**BRANO RIPORTATO**
Rector Mayor

Omelia sul Beato Alberto Marvelli - Rimini 2015.10.18

OMELIA  DEL RETTOR MAGGIORE sul Beato Alberto Marvelli - Rimini 2015.10.18


Il Rettor Maggiore
Omelia Beato Alberto Marvelli
Rimini
2015.10.18

Carissimi sorelle e fratelli tutti, sono felice di essere oggi qui con voi per condividere la nostra fede e celebrare la memoria di questo grande giovane della nostra famiglia spirituale: il beato Alberto Marvelli, proprio in questa terra, la sua terra, la vostra terra.

Voglio sottolineare quattro aspetti della sua santità, che sicuramente voi conoscete molto bene, perché penso possono essere delle scintille preziose che illuminino i nostri cammini personali e comunitari verso la Casa comune del Padre anticipando già qui le sue dolcezze e intensità di comunione.

**AZIONI DA SVOLGERE**
1. Secondo l'omelia, quanti aspetti della santità del beato Alberto Marvelli si vogliono sottolineare?
2. Riscrivi in forma più breve il paragrafo dell'omelia che comincia con "Carissimi sorelle e fratelli tutti", mantenendone le informazioni principali.
3. Ricopia dall'omelia il passo compreso tra "Rector Mayor" e "la vostra terra.", estremi inclusi.

**DATI FORNITI**
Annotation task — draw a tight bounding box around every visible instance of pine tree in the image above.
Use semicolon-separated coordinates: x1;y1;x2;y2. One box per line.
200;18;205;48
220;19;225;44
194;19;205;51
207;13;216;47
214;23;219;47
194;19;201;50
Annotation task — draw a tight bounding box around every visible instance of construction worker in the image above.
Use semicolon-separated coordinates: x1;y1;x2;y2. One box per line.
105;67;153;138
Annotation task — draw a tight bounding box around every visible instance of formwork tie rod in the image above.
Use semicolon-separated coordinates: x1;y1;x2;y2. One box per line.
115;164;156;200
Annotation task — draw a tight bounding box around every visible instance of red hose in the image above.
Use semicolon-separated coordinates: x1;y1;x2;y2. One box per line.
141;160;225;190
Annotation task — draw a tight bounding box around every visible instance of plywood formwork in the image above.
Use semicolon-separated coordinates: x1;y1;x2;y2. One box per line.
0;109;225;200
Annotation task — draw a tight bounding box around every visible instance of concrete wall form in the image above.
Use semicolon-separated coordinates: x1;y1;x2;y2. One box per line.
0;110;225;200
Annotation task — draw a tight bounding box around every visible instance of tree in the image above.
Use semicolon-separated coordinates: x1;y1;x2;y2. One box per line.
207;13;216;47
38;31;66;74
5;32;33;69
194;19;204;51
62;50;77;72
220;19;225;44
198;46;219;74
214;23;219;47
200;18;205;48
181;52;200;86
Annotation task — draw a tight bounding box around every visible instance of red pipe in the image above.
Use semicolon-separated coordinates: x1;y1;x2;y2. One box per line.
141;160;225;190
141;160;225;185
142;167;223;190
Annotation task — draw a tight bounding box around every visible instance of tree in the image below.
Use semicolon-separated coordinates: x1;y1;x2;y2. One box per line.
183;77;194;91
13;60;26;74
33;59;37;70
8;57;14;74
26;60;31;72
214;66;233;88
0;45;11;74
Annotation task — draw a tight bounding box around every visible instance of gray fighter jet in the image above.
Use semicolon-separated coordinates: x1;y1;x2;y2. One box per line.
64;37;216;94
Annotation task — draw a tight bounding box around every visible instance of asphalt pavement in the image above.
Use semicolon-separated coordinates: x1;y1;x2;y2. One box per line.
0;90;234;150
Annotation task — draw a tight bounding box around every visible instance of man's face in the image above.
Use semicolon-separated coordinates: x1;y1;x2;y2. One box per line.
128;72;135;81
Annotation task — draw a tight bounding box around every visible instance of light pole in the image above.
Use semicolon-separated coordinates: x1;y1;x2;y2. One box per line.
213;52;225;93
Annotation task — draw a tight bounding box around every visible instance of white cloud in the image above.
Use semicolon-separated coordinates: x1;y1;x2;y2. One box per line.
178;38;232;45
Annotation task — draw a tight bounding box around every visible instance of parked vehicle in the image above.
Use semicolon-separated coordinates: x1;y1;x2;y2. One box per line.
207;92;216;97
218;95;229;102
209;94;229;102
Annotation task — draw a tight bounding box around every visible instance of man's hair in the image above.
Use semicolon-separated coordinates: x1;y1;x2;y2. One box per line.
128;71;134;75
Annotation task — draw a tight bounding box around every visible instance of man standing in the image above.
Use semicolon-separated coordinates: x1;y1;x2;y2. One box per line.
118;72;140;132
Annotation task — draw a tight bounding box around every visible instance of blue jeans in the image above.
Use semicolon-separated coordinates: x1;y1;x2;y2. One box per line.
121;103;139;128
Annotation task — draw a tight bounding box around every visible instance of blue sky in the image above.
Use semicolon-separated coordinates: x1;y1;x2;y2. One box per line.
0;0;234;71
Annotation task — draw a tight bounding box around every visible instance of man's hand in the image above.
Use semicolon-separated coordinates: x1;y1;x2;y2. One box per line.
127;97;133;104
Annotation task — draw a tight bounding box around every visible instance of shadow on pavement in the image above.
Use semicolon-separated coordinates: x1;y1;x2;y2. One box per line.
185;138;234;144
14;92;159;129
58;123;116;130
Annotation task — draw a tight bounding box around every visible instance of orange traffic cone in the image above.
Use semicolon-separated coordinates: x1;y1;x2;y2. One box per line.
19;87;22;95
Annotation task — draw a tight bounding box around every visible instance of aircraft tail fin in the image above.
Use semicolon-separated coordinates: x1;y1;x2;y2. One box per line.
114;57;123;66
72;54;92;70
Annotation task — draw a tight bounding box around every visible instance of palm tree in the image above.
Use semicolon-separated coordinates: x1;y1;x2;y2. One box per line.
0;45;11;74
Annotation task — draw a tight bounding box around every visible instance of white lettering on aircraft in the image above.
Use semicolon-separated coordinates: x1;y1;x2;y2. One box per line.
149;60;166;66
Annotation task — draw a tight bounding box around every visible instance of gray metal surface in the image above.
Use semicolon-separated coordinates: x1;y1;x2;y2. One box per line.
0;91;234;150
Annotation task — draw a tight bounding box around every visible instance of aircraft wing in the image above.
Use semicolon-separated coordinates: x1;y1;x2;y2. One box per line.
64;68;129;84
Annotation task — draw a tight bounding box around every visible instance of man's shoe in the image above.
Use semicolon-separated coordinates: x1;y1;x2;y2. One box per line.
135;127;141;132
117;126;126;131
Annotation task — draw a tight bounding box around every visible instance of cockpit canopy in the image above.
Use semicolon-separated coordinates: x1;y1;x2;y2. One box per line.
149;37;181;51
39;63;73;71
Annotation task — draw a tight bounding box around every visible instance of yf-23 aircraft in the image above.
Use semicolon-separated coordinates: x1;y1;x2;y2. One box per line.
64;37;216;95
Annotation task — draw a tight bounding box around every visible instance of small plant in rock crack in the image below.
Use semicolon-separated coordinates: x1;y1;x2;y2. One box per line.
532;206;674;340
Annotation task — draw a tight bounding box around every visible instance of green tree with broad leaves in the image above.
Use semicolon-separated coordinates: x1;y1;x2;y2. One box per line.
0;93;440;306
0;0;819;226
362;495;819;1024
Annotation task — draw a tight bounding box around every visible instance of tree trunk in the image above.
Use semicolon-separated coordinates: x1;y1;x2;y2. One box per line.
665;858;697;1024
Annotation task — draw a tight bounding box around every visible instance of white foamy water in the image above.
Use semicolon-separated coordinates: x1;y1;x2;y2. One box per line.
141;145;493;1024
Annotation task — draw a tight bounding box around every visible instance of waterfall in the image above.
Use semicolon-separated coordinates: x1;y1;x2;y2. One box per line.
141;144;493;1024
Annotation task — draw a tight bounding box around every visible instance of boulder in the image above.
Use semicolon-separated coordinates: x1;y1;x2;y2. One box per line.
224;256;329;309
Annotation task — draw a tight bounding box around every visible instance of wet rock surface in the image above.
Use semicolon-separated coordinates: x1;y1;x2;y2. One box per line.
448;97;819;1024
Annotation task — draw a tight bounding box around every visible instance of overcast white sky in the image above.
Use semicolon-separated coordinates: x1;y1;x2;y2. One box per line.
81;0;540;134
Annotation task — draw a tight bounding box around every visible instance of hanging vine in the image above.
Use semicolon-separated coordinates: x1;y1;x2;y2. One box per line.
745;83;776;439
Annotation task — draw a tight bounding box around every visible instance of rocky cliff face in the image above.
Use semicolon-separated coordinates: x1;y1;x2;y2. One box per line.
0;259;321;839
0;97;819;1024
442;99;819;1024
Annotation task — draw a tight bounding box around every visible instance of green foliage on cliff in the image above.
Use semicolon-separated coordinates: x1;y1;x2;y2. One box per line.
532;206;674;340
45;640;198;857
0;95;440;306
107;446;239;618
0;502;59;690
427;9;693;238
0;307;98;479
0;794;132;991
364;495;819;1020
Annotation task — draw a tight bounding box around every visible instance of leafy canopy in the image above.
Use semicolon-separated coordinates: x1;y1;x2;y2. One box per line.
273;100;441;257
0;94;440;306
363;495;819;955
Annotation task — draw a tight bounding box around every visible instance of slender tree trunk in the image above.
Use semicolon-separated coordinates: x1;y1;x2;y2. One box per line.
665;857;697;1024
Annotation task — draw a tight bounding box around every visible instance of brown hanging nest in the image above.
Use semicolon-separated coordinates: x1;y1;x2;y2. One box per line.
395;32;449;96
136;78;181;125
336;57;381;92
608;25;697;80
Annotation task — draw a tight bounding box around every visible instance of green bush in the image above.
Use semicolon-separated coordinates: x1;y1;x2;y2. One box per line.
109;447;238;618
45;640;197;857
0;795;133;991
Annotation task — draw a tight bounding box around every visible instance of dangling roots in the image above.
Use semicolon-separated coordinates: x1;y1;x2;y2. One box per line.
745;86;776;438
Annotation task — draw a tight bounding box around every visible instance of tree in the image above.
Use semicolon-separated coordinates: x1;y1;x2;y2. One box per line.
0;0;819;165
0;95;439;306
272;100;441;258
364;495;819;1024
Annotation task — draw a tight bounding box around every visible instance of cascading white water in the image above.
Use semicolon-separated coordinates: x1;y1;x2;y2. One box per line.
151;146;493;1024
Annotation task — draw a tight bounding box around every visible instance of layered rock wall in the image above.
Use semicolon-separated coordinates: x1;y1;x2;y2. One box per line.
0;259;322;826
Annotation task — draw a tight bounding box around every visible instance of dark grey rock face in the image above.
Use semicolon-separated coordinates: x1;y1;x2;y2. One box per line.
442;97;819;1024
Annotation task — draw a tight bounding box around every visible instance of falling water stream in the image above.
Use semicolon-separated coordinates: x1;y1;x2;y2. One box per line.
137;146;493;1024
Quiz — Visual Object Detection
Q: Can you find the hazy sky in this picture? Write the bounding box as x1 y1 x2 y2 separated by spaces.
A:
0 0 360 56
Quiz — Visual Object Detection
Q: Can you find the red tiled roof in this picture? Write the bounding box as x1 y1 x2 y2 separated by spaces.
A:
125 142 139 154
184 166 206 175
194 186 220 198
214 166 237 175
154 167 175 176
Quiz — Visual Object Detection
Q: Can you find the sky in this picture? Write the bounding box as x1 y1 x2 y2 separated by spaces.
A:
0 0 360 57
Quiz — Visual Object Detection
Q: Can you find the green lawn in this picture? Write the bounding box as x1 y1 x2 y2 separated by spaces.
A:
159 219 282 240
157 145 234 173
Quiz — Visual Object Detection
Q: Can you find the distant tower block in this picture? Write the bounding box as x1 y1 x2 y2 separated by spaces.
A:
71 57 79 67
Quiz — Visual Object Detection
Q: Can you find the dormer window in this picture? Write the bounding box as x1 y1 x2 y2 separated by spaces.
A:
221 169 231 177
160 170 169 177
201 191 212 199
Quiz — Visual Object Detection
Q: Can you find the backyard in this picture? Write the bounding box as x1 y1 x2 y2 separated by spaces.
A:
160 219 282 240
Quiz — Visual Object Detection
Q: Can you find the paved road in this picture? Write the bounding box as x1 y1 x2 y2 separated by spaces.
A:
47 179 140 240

**RISPOSTE**
1. Quattro.

2. Sono felice di essere qui oggi con voi per condividere la fede e celebrare, nella sua e vostra terra, la memoria del beato Alberto Marvelli, grande giovane della nostra famiglia spirituale.

3.
Rector Mayor

Omelia sul Beato Alberto Marvelli - Rimini 2015.10.18

OMELIA  DEL RETTOR MAGGIORE sul Beato Alberto Marvelli - Rimini 2015.10.18


Il Rettor Maggiore
Omelia Beato Alberto Marvelli
Rimini
2015.10.18

Carissimi sorelle e fratelli tutti, sono felice di essere oggi qui con voi per condividere la nostra fede e celebrare la memoria di questo grande giovane della nostra famiglia spirituale: il beato Alberto Marvelli, proprio in questa terra, la sua terra, la vostra terra.